## [Excerpt to read]

-- begin --

Notice of Intention to Deduct
It is uncontroverted that Reser’s sent Schmieding a letter dated
December 2, 2015, that listed the kinds of costs incurred as a result of the
recall and hold order placed on the invoiced load #133505. This letter
concluded with the following:
For all of the above reasons, there may be causes of action and claims
against all parties in the supply chain to Reser’s Fine Foods, Inc.
Costs are being accumulated and tracked by our accounting
department. We will be in contact with you to discuss the result of
their review and the impending consequences of the hold order.
Please let me know when you and/or the appropriate representative(s)
from H.C. Schmieding would be available for a conference call.
ECF# 76-11, p. 2. Then on December 22, 2015, a Reser’s representative
sent to a Schmieding representative an email stating that, “attached is a
copy of the credit for the celery issue. I will call to discuss.” ECF# 87-14.

-- end --

## [Given information]
-- begin --

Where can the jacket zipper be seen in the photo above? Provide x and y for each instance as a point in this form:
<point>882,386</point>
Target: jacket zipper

-- end --

## [Directives]
A) Quote each sentence of the letter's closing passage as it appears in the notice-to-deduct excerpt above.
B) Pick up the notice-to-deduct excerpt after its final sentence and keep writing it from that point.

## [Results in order]
A)
1. For all of the above reasons, there may be causes of action and claims against all parties in the supply chain to Reser's Fine Foods, Inc.
2. Costs are being accumulated and tracked by our accounting department.
3. We will be in contact with you to discuss the result of their review and the impending consequences of the hold order.
4. Please let me know when you and/or the appropriate representative(s) from H.C. Schmieding would be available for a conference call.

B)
The official UCC comment on the notice requirement of 2-717
reads:
The buyer, however, must give notice of his intention to withhold all or
part of the price if he wishes to avoid a default within the meaning of
the section on insecurity and right to assurances. In conformity with
the general policies of this Article, no formality of notice is required
and any language which reasonably indicates the buyer's reason for
holding up his payment is sufficient.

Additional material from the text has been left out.